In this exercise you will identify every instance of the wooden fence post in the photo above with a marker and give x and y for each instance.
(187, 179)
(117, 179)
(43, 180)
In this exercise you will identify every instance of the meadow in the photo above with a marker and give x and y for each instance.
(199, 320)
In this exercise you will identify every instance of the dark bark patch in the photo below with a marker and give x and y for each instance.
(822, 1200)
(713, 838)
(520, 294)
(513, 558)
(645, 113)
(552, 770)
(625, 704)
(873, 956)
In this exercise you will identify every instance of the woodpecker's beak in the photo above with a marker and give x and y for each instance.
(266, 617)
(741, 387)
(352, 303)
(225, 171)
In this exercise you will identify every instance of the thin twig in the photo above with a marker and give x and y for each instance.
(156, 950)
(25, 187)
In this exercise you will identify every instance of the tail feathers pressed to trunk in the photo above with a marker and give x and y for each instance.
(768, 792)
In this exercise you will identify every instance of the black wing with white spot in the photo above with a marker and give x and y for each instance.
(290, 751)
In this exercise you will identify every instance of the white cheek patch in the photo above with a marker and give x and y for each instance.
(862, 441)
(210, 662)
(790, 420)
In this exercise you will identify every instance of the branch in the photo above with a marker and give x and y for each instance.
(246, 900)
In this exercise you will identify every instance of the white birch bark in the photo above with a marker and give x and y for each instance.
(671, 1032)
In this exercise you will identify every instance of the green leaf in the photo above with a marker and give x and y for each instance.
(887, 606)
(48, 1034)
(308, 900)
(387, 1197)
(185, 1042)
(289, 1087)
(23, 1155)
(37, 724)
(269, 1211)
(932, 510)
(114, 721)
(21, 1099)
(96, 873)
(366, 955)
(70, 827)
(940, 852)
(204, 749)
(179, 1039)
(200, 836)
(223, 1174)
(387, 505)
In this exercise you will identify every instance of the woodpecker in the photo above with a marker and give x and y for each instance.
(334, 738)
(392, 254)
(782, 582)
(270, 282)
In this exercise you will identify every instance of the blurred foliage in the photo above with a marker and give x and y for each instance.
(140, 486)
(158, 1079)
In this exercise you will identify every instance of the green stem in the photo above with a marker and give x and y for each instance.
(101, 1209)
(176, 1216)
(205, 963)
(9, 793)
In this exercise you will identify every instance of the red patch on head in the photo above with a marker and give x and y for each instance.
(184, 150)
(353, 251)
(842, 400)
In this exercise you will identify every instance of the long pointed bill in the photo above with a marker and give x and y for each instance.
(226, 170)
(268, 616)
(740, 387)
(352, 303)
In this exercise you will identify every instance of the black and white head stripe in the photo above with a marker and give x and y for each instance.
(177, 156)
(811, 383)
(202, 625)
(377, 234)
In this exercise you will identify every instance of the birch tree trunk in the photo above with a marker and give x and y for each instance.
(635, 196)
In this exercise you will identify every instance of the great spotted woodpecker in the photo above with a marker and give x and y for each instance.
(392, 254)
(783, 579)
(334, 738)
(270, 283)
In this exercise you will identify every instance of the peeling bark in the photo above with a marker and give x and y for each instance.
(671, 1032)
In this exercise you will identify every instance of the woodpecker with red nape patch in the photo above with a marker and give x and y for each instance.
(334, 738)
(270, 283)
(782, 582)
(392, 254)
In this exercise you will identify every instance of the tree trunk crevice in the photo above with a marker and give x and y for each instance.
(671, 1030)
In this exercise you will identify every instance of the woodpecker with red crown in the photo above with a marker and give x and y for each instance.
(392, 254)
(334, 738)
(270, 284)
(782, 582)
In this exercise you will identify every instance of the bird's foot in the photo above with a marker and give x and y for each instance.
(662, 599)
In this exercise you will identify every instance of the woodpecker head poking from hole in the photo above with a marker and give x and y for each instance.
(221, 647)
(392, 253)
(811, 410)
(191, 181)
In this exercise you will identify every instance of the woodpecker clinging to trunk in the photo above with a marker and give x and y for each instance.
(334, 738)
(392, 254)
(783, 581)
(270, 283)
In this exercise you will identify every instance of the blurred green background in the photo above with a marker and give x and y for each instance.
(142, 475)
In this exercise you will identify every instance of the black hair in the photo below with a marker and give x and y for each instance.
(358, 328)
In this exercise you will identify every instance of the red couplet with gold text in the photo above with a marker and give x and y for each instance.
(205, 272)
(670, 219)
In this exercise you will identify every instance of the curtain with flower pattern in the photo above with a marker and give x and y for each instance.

Exercise requirements
Reproduce the data verbatim, starting at the line that contains "the black hair" and ending at the last line of the data.

Task result
In this exercise you will identify every instance of the black hair in the photo below with a marker and give x and y for each instance.
(358, 328)
In this exercise you will identify every instance of the red couplet with gold text in the photo above with a marker and give x and y for each instance.
(205, 272)
(670, 219)
In this exercise you will identify every instance of the curtain with flower pattern in the photo above with a marker and give x and y for each instance.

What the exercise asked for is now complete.